■ **演習用本文**
長寿国の看板返上か?

ご長寿失踪騒ぎで、海外メディアが長寿国が偽りだったと主張する記事を掲載しているという。
1億2000万人のなかでたかだか失踪している数十人がいなくても、人口統計にはほとんど影響を与えないだろう。特に超高齢者は平均余命の統計には影響されないらしい。誤解を与える報道だ。
日本を批判する国では、ひとりも間違えずに死亡届が出されているのだろうか。そもそも戸籍制度がある方が珍しい。

ご長寿の実態はデータ

今回の失踪人には都内最高齢も含まれているという。実在確認しない人に対して机上で「最高齢」という称号を与えてしまったことは情報化社会の弊害だと思う。「情報化社会の弊害」というと「子どもが英語の授業の予習をまじめにせずに翻訳サイトに頼る」とか「仮名漢字変換の誤りをそのまま信じ込んで使用する」とか、情報が気軽に入手できてしまうことに対して注目が集まってしまうが、情報が手に入りやすいこと自体は悪いことではない。情報の使い方を正しく理解する、させることは必要だが、情報が安易に入るのはよくないことだから情報化をやめましょう、ということにはならない。ただ、最高齢者不在のように、裏付けのないデータを信頼し、データが一人歩きするのは、よくないことであるとともに、やめなければならないことだ。
厚生労働省で対策チームが結成されたが、対策方法として保険の利用実績を活用するという。誤ったデータの補正に、別のデータを使えばなんとかなるだろうという発想である。しかし、年金は受領していますが病院には行っていない人を要注意人物としてみなすというのはいいことなのか。実際確認作業をする人の立場になってみたらいい。その家に電話をかけ、「突然すみませんが、おたくのおばあちゃんは死んでもいないし病院にはいかないくらいぴんぴんなんですか?」と家族に聞くのだろうか。
すでにプランに入っているが、実地調査をするだけで十分だ。余計にデータをかぶせる必要はない。

■ **課題内容**
本文について、次の問いに答えてください。
1. 海外メディアは、どのようなことを主張する記事を掲載しているとされていますか。
2. 今回の失踪人には、誰が含まれているとされていますか。
3. 厚生労働省の対策チームは、対策方法として何を活用するとされていますか。
続く一覧は、解答に用いる必要がありません。

■ **記録データ**
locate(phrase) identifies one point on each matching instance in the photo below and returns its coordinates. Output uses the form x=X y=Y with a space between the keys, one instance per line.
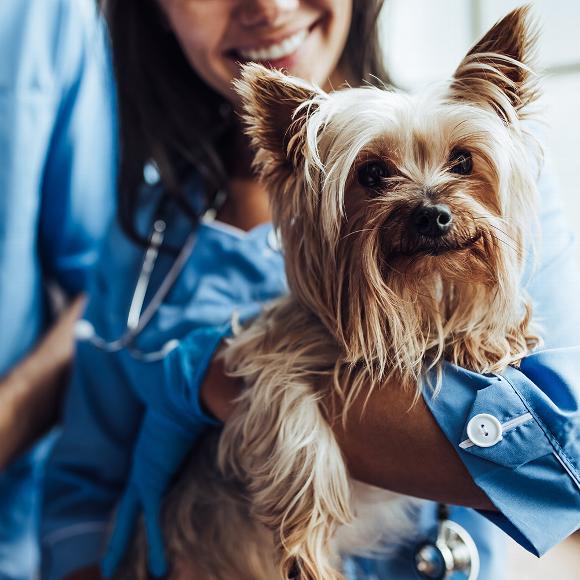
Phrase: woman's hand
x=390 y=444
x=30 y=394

■ **解答**
1. 長寿国が偽りだったと主張する記事です。
2. 都内最高齢の人物です。
3. 保険の利用実績です。